[start Text section]

Boxing: THE fight - no dispute
Sunday 07 March 1999
BY BOB MEE
THE POINT of next weekend's New York showdown between Lennox Lewis and Evander Holyfield is to provide order in a sport riddled with chaos. This is one of the pivotal fights in heavyweight history, a confrontation to which historians will refer to chart the progress of this strange, compelling championship.
The prize is plainly laid down: for the winner, the undisputed championship and recognition as one of the great heavyweights; for the loser, a reputation damaged, a lower place in the pecking order.
While the cost of defeat will be immense, the result will give boxing what it needs. There will be one generally acknowledged heavyweight champion of the world for the first time since 1992. This, in terms of world-wide public understanding of the boxing beast, cannot be underestimated.
Beyond that, in a decade that has been plagued by the proliferation of self-appointed sanctioning bodies off-loading minor fights as world championships, in a time where genuinely big fights have been sacrificed on the altar of promotional self-interest, Lewis against Holyfield will give us an indication of who is, and has been, the best heavyweight of this generation.
Boxing's maverick nature is its attraction and its curse. It thrives on, perhaps survives because of, its lack of an overall constitution and its ability to recreate itself whenever its existence is threatened.
And in the 1990s it has been threatened as seriously as at any time this century.
Back at the beginning of the decade, a crisis occurred in a New Jersey courtroom when the new champion Holyfield wanted to fight George Foreman. This was a specific move by his promoters, Main Events, to cut out Don King, who had lost control of the heavyweight division when Holyfield knocked out Buster Douglas. King and his friendly organisation, the World Boxing Council, argued that Holyfield should fight Mike Tyson, whom of course King promoted.
In the middle of a bizarre hearing in which the judge was entirely unimpressed by the WBC, he asked a question which cut to the heart of boxing. "What is a world championship?" he asked.
Eventually, he understood that it was an honour to be passed down from fist to fist, without fear or favour for as long as the sport lasts. Yet the wheelers and dealers ignored the warning. By the end of 1992 there was no acknowledged world champion. Riddick Bowe had refused to fight Lennox Lewis, who was acknowledged as his leading contender.
Confusion might have been avoided had Bowe met everyone else, but instead he dithered around against the has-beens Michael Dokes and Jesse Ferguson, so allowing the alternative claim of Lewis, who had the backing of the WBC, to develop. Public perception gradually became muddled. Eventually, by the end of 1994, Bowe had been succeeded as the World Boxing Association and International Boxing Federation title holder by Holyfield, Michael Moorer and the 45-year-old George Foreman, while Lewis had lost the WBC belt to the unstable Oliver McCall.

[end Text section]

▶ **Exercises to complete**:
1: From the boxing article, copy verbatim the part that opens with the words containing "Confusion might have" and closes with "unstable Oliver McCall.".
2: Answer these questions from the boxing article:
(a) Since what year had there been no single generally acknowledged heavyweight champion of the world?
(b) Which promoters wanted Holyfield to fight George Foreman at the beginning of the decade?
(c) How old was George Foreman when he followed Bowe as a title holder?
3: List every boxing sanctioning organization named in the boxing article.

[start Information provided]

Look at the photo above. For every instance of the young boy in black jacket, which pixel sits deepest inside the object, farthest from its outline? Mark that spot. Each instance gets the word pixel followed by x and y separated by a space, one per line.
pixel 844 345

[end Information provided]

▶ **Answers per task**:
1:
Confusion might have been avoided had Bowe met everyone else, but instead he dithered around against the has-beens Michael Dokes and Jesse Ferguson, so allowing the alternative claim of Lewis, who had the backing of the WBC, to develop. Public perception gradually became muddled. Eventually, by the end of 1994, Bowe had been succeeded as the World Boxing Association and International Boxing Federation title holder by Holyfield, Michael Moorer and the 45-year-old George Foreman, while Lewis had lost the WBC belt to the unstable Oliver McCall.

2:
(a) 1992
(b) Main Events
(c) 45

3:
World Boxing Council
World Boxing Association
International Boxing Federation